### [TRAVAIL DEMANDÉ]
1 - Reproduisez fidèlement le passage du texte sur la décroissance qui commence aux mots « Patrick Viveret oublie » et s'achève après « spectacle. C’est difficile. ».
2 - Poursuivez la rédaction du texte sur la décroissance et la sobriété heureuse à partir de sa dernière phrase.

### [EXTRAIT DU DOCUMENT]

****************************************

Patrick Viveret s’insurge contre le mot décroissance : « Le « concept-obus » de décroissance s’est transformé en « concept-boomerang », car il est paradoxalement lui-même obsédé par la croissance… La critique – décroissance, démondialisation, tout ce qui commence par « dé » – met son énergie à détruire l’existant… Le poids des « décroissants » est relativement marginal. »*
Patrick Viveret prône donc la frugalité heureuse : « L’imaginaire positif met en avant la simplicité volontaire, la sobriété heureuse, la transition vers des sociétés du bien-vivre. Les cultural creatives représentent des noyaux durs composés de 15 % de la population et des noyaux larges pouvant aller jusqu’à 30 %. Ni modernistes ou traditionalistes, ces personnes s’expriment avec une grande cohérence sur le rapport à l’écologie, la primauté de l’être sur le paraître, la place accordée à la question du sens… La clé est de sortir des logiques de peur et d’impuissance : loin d’une approche catastrophiste, les villes en transition mettent au contraire en avant un imaginaire positif, générant de la confiance et de la solidarité, pour se projeter dans l’avenir. »
Patrick Viveret oublie le fait que ressentir les catastrophes qui découlent des crises écologiques, sociales et financières ne veut pas dire catastrophisme. Confondre les deux fait le jeu des écolosceptiques. Et puis ce n’est pas parce qu’on parle de décroissance « heureuse » que le message passera mieux et que nos interlocuteurs voudront pratiquer la simplicité volontaire. Quel que soit l’habillage sémantique, la résistance au modèle croissanciste suppose de sortir en toute conscience de la société de consommation et du spectacle. C’est difficile.
De plus notre discours d’objecteur de croissance est forcément anxiogène : blocage énergétique, perturbation climatique, extinction des espèces, stérilisation des sols, etc. Il est forcément culpabilisant, c’est le mode de vie de la classe globale (tous ceux qui ont les moyens des posséder au moins une voiture individuelle) qui est remis en question. Mais cette présentation objective des faits ne crée pas en soi d’acceptation ou de rejet. La perception de chaque personne dépend de son tempérament, la même chose peut entraîner un sentiment négatif chez l’un et positif chez l’autre. Il ne faut pas confondre le message et sa réception. Les commentateurs feraient mieux de condamner le sentiment artificiel d’insécurité qui résulte de l’utilisation paroxysmique par les médias des faits divers les plus violents, même et surtout quand ils ne sont que ponctuels.

****************************************

### [INFORMATIONS CONSIGNÉES]

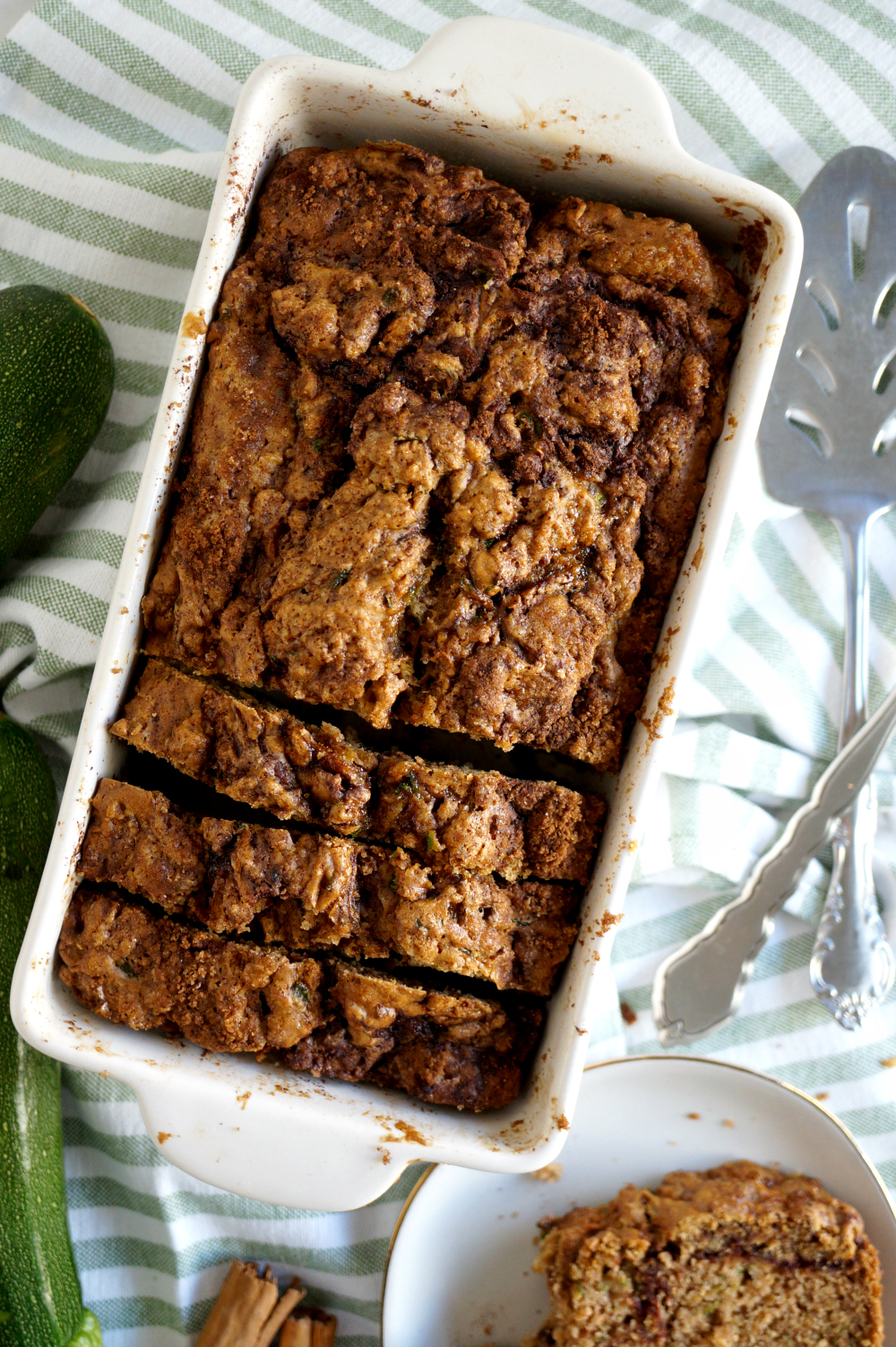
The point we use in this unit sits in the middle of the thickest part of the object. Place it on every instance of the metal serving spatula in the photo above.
(825, 445)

****************************************

### [RÉPONSES ATTENDUES]
1 -
Patrick Viveret oublie le fait que ressentir les catastrophes qui découlent des crises écologiques, sociales et financières ne veut pas dire catastrophisme. Confondre les deux fait le jeu des écolosceptiques. Et puis ce n’est pas parce qu’on parle de décroissance « heureuse » que le message passera mieux et que nos interlocuteurs voudront pratiquer la simplicité volontaire. Quel que soit l’habillage sémantique, la résistance au modèle croissanciste suppose de sortir en toute conscience de la société de consommation et du spectacle. C’est difficile.

2 -
Derrière ce discours lénifiant qui veut faire croire que l’écologie devrait cultiver le sens du bonheur et occulter tout sentiment d’angoisse se trouve la problématique de notre vision du futur : faut-il être optimiste ou pessimiste ? Notre système techno-industriel, appuyé sur son relais médiatique, fait preuve d’un optimisme forcené. Cet excès d’optimisme empêche de modifier notre mode de vie puisque demain on aura trouvé une solution technique à tous nos problèmes. L’optimisme ou même le pessimisme expriment aussi sous des formes différentes la même capitulation face à l’avenir ; car tous les deux le traitent comme une fatalité et non comme un choix. L’optimisme et le pessimisme sont les deux facettes d’une même stratégie, celle qui consiste à laisser faire. Par contre les décroissants ne font pas de sentimentalisme, ils veulent mettre leur théorie en acte et pratiquer une vie sobre et heureuse. Même LE MONDE commence à titrer « le bonheur de la décroissance »**.
* LE MONDE culture&Idées du 1er juin 2013, Inventer la frugalité
** LE MONDE des livres du 7 juin 2013, Le bonheur de la décroissance
Cet article du Monde me fait revenir à l’esprit une jolie phrase de Hans Jonas :
« La prophétie de malheur est faite pour éviter qu’elle se réalise ; et se gausser ultérieurement d’éventuels sonneurs d’alarme, en leur rappelant que le pire ne s’est pas réalisé, serait le comble de l’injustice : il se peut que leur impair soit leur mérite. »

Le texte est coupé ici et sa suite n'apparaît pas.